---- EXERCISE MATERIALS

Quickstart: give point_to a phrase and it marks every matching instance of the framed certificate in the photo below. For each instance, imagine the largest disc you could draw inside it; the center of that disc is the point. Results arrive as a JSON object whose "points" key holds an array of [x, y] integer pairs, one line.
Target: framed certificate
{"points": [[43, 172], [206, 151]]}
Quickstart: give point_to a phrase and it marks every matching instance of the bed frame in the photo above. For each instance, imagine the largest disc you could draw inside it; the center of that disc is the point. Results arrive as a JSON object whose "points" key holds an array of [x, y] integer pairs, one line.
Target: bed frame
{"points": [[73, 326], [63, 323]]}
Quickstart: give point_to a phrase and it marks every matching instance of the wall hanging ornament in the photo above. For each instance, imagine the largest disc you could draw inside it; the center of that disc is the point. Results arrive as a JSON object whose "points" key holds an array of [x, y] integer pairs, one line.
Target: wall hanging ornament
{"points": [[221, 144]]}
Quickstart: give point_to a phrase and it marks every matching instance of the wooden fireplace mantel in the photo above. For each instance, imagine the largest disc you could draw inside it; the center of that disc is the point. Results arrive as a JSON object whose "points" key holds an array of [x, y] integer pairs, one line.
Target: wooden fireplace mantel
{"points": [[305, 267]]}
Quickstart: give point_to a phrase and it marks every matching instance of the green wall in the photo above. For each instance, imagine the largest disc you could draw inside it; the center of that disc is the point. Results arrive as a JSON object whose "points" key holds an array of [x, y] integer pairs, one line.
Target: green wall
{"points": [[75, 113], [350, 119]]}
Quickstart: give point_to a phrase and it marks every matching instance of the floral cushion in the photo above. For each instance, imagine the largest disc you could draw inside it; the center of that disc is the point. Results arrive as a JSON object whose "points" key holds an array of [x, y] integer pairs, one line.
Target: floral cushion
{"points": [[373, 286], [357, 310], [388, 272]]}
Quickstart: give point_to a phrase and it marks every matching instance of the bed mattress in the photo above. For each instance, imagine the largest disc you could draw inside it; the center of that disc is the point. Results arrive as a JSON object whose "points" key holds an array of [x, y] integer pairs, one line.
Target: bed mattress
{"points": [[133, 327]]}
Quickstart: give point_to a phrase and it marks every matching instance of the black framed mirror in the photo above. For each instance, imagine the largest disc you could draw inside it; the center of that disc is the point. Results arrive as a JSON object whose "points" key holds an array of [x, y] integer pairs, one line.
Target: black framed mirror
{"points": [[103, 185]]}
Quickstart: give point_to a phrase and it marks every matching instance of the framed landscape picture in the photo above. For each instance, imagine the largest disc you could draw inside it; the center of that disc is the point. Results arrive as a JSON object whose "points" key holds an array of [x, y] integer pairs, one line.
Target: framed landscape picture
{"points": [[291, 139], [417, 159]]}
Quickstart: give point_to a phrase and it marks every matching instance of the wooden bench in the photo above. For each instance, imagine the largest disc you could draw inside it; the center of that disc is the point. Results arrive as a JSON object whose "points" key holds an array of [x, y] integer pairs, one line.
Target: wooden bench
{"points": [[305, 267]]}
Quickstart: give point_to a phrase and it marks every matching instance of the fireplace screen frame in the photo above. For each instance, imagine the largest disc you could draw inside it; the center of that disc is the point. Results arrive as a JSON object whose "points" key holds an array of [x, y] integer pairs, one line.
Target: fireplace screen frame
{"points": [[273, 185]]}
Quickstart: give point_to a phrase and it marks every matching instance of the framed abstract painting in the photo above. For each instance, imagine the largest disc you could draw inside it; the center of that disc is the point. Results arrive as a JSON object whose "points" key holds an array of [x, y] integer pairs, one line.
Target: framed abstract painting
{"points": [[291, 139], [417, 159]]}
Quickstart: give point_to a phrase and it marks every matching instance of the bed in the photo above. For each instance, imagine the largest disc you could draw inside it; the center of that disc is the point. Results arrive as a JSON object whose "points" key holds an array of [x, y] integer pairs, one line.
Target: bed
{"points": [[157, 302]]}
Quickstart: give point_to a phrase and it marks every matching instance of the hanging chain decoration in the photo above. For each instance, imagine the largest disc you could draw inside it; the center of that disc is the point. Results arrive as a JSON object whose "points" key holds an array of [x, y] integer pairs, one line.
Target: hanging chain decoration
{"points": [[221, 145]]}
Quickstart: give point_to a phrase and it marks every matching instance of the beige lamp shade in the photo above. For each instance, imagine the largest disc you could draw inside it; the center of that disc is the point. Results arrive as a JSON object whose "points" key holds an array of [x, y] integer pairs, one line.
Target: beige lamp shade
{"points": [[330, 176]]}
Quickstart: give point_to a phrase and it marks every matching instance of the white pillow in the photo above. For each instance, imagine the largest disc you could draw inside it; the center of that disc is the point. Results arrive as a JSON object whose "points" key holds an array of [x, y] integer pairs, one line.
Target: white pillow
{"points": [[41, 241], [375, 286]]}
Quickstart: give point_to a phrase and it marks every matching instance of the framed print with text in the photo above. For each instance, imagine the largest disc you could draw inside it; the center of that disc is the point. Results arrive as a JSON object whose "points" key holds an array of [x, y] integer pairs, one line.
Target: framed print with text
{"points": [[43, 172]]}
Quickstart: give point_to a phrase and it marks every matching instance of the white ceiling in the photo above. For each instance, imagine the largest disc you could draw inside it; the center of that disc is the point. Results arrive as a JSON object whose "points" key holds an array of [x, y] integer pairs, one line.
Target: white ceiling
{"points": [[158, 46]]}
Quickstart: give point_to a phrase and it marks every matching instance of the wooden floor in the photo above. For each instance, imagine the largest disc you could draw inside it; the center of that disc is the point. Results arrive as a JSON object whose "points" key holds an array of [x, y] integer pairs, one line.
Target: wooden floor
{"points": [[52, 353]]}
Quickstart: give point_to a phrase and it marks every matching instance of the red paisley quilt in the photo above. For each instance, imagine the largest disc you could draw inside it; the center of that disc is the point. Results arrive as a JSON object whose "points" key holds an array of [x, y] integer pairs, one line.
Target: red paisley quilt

--------

• _PROBLEM STATEMENT_
Reproduce each line in the listing above that mentions the string "paisley".

• _RESULT_
Quickstart: give point_to a phrase and it marks every matching instance of the red paisley quilt in the photo above. For each instance, imagine the largest disc you could draw inside it; the center of that disc is the point. Results arrive as a JSON object whose "points" key holds an array of [x, y] integer pairs, one line.
Target: red paisley quilt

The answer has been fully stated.